- [Prompt 1] In the text on corporate hospitality and the Bribery Act, which section of the Act puts a commercial organisation at risk?
- [Prompt 2] Repeat the part of the text on corporate hospitality and the Bribery Act that starts with "1. Does the" and goes on through "within the organisation?".

- [Provided text]
------------------------------------------------

The Government has made it clear that there is no intention in this legislation to criminalise corporate hospitality or other expenditure which is reasonable and proportionate. It is accepted that this is a recognised and established part of doing business.

But equally it is a risk area,  because in some instances it may be perceived that the real purpose behind the expenditure is to influence an individual in order to secure business or a business advantage. In such circumstances a commercial organisation would be at risk under section 7 of the Act.

It is not thought that the Act will engender a plethora of cases based upon unreasonable and disproportionate hospitality. However, if a particular case does fall for consideration, the approach of the SFO will be to consider the following five questions:

  1. Does the company have a clear issued policy regarding gifts and hospitality?
  2. Did the scale of the expenditure in question fall within the confines of such policy and if not, had special permission for it been sought at a high level within the organisation?
  3. Was the expenditure proportionate with regard to the recipient?
  4. Is there evidence that such expenditure had been recorded by the company?
  5. Was the recipient entitled to receive the hospitality under the law of the recipient’s country?

The SFO would consider whether, in the light of the answer to these questions, the only reasonable inference was that the expenditure in question was intended as a bribe.

The drawing of such an inference would inevitably be strengthened if, in addition, it were to transpire: that there had been any unjustifiable ‘add-ons’, for example, in relation to travel or accommodation; or, that the expenditure in question could be related in time to some actual or anticipated business with the recipient, particularly in a competitive context.

It should be clear from this that comments suggesting that the Bribery Act has signalled the end of corporate hospitality are entirely misplaced.

Companies simply need to apply good judgment and sound common sense. This, together with a sensible exercise of prosecutorial discretion, are likely to keep to a minimum the number of cases which are brought to court in this area.

------------------------------------------------

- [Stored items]

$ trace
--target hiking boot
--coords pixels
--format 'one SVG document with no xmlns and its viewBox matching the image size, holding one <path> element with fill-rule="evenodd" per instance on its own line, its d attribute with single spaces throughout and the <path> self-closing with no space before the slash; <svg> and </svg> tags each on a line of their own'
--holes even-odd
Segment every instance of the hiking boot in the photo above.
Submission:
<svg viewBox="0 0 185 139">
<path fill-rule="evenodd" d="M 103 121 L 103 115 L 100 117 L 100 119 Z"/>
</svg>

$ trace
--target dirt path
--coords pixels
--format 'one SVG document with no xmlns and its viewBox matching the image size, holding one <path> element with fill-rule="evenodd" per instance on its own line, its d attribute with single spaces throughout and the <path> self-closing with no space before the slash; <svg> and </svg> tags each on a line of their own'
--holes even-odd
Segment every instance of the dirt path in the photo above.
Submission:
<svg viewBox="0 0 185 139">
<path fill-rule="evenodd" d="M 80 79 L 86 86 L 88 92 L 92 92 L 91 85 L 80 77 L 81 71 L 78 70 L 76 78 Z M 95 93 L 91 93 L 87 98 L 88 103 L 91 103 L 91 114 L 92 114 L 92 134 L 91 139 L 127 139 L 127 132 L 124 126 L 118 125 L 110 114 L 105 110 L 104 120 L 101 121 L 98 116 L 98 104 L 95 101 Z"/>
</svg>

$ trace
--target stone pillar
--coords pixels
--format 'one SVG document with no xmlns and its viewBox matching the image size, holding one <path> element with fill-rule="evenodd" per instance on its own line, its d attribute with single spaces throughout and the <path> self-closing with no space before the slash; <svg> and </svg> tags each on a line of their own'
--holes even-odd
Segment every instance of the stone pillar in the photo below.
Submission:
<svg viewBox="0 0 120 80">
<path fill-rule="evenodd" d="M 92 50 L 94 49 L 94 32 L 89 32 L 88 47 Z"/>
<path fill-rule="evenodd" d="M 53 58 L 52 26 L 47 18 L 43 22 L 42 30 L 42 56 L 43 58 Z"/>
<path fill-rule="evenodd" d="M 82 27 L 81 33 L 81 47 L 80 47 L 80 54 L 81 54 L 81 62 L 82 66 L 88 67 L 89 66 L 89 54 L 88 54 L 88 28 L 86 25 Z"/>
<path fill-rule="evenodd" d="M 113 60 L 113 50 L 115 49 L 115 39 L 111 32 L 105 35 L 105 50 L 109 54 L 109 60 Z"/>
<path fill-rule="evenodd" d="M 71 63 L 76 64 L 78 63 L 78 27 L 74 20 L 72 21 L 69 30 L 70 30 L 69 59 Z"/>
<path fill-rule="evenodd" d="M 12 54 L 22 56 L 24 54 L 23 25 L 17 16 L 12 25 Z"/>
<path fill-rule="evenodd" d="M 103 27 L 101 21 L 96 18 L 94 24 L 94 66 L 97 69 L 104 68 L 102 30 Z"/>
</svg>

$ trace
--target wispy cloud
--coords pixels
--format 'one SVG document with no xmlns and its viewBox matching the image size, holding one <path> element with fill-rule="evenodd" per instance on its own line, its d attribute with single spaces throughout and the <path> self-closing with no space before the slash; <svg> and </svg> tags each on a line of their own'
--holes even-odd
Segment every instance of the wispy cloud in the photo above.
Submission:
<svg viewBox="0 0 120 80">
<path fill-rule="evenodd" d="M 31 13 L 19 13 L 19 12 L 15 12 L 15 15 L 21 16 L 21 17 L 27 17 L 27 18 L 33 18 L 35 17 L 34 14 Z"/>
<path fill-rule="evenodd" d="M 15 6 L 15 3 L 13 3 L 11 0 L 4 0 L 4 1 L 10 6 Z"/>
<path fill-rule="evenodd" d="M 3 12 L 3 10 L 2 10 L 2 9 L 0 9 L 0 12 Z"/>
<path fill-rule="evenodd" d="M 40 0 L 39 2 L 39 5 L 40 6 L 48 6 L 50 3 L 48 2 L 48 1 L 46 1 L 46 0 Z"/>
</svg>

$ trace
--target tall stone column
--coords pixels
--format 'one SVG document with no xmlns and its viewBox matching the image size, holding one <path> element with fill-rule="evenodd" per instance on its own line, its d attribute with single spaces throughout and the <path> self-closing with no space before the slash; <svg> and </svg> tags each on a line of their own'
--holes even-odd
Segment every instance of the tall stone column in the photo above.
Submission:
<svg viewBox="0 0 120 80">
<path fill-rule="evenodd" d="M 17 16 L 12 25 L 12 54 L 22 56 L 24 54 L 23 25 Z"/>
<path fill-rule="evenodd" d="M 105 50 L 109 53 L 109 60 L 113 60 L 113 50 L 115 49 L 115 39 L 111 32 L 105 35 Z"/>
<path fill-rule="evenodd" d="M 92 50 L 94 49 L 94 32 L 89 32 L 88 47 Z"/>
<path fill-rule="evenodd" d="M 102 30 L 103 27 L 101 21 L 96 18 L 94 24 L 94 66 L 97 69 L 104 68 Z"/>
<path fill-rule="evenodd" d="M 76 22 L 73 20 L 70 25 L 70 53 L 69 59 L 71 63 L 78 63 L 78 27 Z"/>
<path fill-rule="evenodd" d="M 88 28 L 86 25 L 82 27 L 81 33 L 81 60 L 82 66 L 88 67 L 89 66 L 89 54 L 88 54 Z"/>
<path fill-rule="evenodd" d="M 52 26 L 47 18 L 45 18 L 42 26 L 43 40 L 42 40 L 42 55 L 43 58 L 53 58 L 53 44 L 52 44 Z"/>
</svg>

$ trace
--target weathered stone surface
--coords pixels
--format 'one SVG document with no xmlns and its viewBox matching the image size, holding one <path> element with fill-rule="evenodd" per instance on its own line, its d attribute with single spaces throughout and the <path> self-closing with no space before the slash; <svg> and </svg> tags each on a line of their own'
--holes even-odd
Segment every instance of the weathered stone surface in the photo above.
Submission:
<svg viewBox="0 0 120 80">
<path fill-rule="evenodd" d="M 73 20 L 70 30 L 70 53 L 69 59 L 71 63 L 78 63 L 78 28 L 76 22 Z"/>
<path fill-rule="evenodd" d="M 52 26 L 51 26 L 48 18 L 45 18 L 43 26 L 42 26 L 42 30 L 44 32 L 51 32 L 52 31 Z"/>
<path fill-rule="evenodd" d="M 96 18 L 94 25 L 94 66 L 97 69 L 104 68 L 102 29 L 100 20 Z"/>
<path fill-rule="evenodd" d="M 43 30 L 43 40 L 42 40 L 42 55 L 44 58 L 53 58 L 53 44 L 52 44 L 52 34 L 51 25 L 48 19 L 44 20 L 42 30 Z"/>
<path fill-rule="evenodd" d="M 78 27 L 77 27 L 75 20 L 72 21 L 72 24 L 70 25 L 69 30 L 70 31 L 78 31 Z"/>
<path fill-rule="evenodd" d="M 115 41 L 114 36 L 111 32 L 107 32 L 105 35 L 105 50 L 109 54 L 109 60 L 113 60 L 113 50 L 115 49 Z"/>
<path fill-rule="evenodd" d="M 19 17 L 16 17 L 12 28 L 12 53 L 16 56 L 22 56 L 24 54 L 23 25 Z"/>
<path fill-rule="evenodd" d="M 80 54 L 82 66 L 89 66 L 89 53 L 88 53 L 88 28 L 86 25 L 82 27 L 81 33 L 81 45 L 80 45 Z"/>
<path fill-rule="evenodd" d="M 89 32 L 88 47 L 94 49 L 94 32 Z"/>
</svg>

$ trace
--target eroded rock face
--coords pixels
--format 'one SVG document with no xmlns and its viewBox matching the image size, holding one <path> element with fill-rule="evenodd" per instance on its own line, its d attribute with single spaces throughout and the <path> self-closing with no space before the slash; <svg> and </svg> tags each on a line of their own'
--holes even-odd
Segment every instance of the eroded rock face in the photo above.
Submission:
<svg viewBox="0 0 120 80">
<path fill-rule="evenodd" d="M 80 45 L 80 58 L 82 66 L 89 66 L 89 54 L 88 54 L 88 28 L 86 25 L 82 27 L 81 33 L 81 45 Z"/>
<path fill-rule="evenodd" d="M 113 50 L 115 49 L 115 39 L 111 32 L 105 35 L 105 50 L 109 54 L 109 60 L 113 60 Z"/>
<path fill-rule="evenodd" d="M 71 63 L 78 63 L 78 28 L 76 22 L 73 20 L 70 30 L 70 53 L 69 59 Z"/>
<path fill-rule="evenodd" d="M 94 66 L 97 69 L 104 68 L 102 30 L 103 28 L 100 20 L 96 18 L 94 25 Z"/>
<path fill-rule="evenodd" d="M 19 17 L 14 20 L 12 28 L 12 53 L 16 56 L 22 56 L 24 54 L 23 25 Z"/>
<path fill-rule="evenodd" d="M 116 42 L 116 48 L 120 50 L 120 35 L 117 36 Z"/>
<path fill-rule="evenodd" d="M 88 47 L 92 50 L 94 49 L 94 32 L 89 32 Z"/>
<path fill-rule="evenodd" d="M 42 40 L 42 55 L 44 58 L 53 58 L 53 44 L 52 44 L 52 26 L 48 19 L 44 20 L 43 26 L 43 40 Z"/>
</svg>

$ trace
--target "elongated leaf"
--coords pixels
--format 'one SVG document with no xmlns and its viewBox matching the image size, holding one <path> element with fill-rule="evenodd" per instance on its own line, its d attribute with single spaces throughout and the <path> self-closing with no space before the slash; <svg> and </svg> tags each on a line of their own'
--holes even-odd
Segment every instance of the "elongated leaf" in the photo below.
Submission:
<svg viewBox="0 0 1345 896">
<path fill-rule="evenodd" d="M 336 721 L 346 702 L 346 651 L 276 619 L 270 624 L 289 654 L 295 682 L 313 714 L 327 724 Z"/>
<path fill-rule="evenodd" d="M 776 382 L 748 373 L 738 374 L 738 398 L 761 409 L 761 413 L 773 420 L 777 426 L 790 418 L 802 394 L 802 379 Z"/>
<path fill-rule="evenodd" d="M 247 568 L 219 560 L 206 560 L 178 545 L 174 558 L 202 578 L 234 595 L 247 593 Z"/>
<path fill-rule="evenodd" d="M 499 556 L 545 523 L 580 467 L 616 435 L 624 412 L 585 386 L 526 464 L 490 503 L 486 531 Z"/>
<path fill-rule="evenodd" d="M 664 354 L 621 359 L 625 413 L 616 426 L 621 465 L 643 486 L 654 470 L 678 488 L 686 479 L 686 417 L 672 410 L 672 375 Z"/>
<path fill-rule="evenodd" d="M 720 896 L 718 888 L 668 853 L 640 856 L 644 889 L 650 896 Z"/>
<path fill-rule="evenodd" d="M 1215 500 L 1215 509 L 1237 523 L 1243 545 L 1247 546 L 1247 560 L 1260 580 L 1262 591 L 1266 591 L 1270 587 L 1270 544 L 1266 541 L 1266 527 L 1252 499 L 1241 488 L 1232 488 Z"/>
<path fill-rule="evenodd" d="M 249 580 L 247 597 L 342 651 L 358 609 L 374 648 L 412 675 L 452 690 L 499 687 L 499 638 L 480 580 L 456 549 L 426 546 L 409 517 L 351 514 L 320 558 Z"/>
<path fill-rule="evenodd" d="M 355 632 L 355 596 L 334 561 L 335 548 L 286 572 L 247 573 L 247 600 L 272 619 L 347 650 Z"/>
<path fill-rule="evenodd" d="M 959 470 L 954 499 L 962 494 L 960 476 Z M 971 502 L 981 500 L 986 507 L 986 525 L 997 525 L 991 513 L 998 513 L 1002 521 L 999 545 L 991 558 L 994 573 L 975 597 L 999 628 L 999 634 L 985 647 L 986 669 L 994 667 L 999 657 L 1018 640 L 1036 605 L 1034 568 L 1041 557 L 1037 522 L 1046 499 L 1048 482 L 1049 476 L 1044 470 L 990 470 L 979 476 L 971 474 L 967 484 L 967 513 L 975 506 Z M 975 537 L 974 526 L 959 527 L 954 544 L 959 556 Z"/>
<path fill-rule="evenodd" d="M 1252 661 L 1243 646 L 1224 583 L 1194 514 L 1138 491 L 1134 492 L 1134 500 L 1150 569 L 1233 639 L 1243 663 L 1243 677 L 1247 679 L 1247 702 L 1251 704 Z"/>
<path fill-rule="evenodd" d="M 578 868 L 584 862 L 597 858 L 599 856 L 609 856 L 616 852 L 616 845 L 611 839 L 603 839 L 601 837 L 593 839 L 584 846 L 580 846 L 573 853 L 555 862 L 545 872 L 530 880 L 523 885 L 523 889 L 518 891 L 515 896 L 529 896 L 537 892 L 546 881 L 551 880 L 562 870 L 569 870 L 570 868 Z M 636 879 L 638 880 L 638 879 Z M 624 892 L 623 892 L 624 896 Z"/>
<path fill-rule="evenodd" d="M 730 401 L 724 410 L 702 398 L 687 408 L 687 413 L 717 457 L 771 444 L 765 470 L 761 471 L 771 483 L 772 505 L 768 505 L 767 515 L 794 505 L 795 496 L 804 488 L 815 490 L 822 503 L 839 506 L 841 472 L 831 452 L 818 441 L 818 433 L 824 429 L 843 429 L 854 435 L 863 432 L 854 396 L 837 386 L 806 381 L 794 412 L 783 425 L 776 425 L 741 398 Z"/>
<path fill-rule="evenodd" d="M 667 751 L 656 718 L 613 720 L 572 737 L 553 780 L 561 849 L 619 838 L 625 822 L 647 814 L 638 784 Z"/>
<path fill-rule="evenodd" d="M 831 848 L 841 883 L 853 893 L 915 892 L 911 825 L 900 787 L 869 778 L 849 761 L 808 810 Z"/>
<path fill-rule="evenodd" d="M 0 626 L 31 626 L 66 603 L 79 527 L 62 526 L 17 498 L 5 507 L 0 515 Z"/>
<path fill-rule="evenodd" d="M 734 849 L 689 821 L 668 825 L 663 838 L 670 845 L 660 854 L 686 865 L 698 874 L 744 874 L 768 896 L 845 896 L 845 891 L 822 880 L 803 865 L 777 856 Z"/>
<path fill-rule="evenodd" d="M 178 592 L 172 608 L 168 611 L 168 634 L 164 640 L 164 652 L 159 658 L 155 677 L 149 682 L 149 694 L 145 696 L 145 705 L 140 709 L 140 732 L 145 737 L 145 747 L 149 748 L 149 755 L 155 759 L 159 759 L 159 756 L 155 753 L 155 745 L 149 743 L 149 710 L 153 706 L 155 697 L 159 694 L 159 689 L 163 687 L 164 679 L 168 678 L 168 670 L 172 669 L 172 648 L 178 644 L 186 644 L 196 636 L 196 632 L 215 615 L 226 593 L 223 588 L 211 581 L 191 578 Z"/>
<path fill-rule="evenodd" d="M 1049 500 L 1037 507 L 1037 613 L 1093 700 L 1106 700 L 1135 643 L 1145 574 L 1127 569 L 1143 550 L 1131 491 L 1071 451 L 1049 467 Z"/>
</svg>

------------------------------------------------

- [Final answer 1] Section 7 of the Act.

- [Final answer 2]
1. Does the company have a clear issued policy regarding gifts and hospitality?
  2. Did the scale of the expenditure in question fall within the confines of such policy and if not, had special permission for it been sought at a high level within the organisation?